■ **Source text**:

*** Block opens ***

Cost-Effectiveness of Sacubitril-Valsartan in Patients With Heart Failure With Reduced Ejection Fraction.
Ann Intern Med. 2016 Aug 30;
Authors: Sandhu AT, Ollendorf DA, Chapman RH, Pearson SD, Heidenreich PA
Background: Sacubitril-valsartan therapy reduces cardiovascular mortality compared with enalapril therapy in patients with heart failure with reduced ejection fraction.
Objective: To evaluate the cost-effectiveness of sacubitril-valsartan versus angiotensin-converting enzyme inhibitor therapy in patients with chronic heart failure.
Design: Markov decision model.
Data Sources: Clinical trials, observational analyses, reimbursement data from the Centers for Medicare & Medicaid Services, drug pricing databases, and Centers for Disease Control and Prevention life tables.
Target Population: Patients with an average age of 64 years, New York Heart Association (NYHA) class II to IV heart failure, and a left ventricular ejection fraction of 0.40 or less.
Time Horizon: Lifetime.
Intervention: Treatment with sacubitril-valsartan or lisinopril.
Outcome Measures: Life-years, quality-adjusted life-years (QALYs), costs, heart failure hospitalizations, and incremental cost-effectiveness ratios.
Results of Base-Case Analysis: The sacubitril-valsartan group experienced 0.08 fewer heart failure hospitalization, 0.69 additional life-year, 0.62 additional QALY, and $29 203 in incremental costs, equating to a cost per QALY gained of $47 053. The cost per QALY gained was $44 531 in patients with NYHA class II heart failure and $58 194 in those with class III or IV heart failure.
Results of Sensitivity Analysis: Sacubitril-valsartan treatment was most sensitive to the duration of improved outcomes, with a cost per QALY gained of $120 623 if the duration was limited to the length of the trial (median, 27 months). No variations in other parameters caused the cost to exceed $100 000 per QALY gained.
Limitation: The benefit of sacubitril-valsartan is based on a single clinical trial.
Conclusion: Treatment with sacubitril-valsartan provides reasonable value in reducing cardiovascular mortality and morbidity in patients with NYHA class II to IV heart failure.
Primary Funding Source: U.S. Department of Veterans Affairs and Institute for Clinical and Economic Review.

*** Block closes ***

■ **Dataset entries**:
*** Block opens ***

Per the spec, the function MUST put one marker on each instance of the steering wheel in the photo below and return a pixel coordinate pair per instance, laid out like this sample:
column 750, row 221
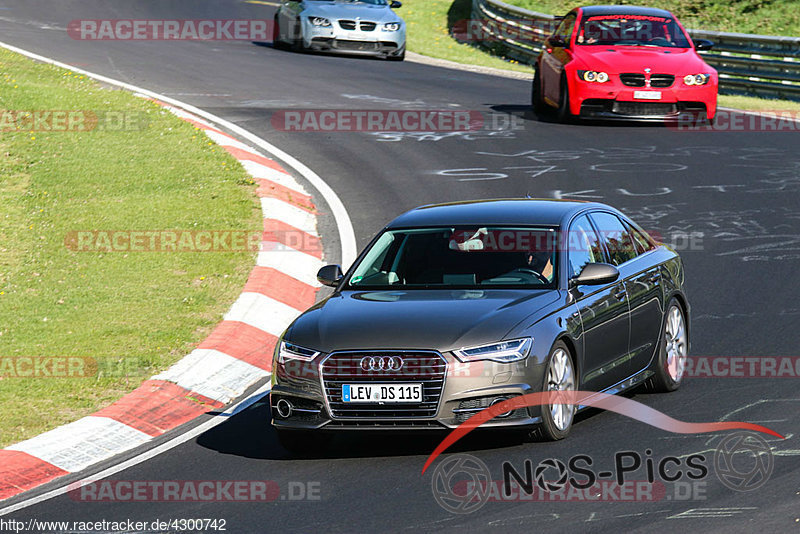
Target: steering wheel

*** Block closes ***
*** Block opens ***

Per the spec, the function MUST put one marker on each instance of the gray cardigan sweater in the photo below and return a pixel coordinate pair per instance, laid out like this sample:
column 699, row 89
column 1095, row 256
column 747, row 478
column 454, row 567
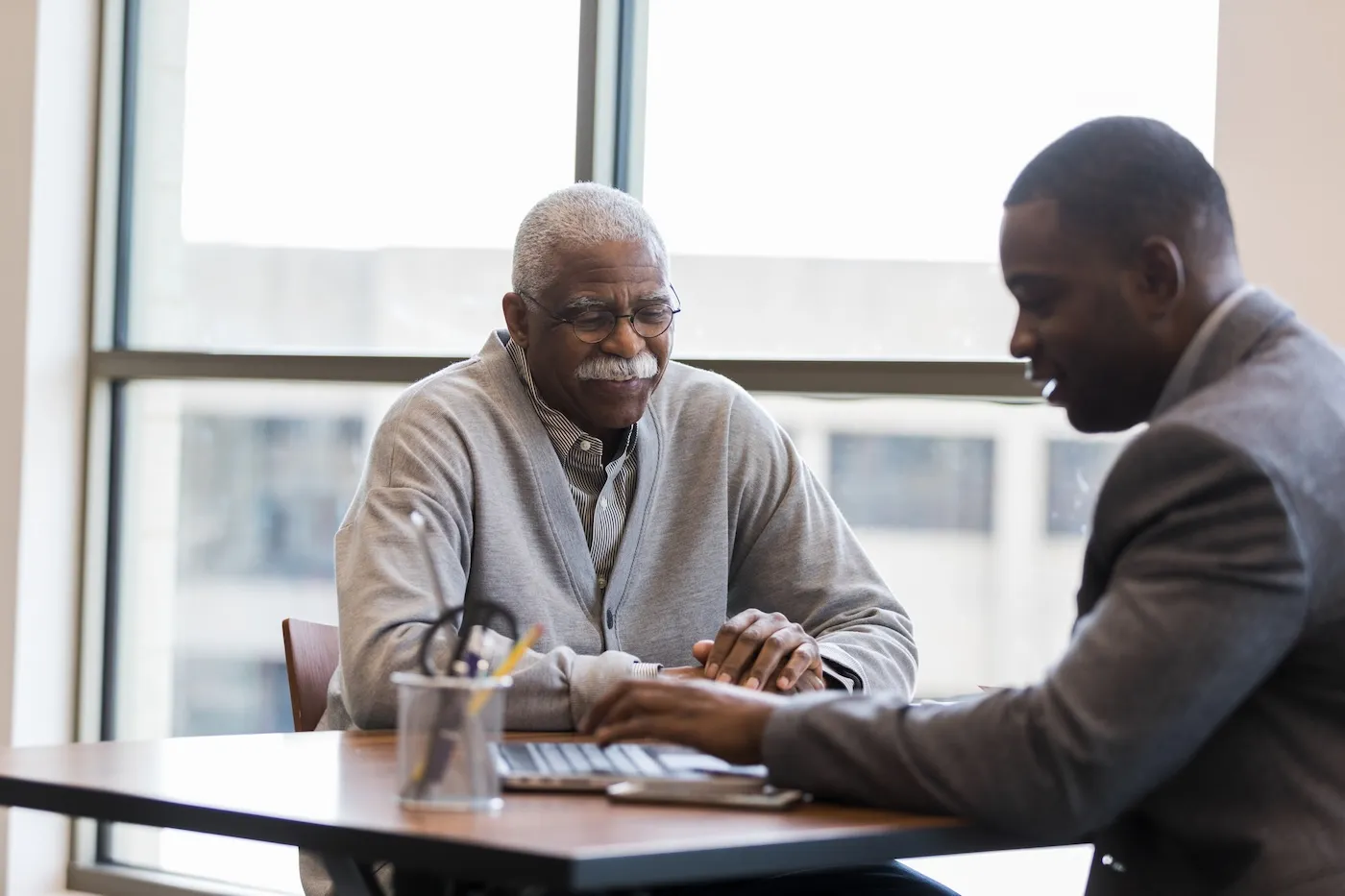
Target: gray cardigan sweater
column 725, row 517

*** Block closes ***
*** Block opens ***

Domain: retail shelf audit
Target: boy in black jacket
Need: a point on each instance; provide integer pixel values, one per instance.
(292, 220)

*** Block closes ***

■ **Task directions**:
From the sacubitril-valsartan abstract, give again the part that opens with the words "Results of Sensitivity" and closes with "per QALY gained.", replacing "duration" with "persistence" throughout.

■ **Worked solution**:
Results of Sensitivity Analysis: Sacubitril-valsartan treatment was most sensitive to the persistence of improved outcomes, with a cost per QALY gained of $120 623 if the persistence was limited to the length of the trial (median, 27 months). No variations in other parameters caused the cost to exceed $100 000 per QALY gained.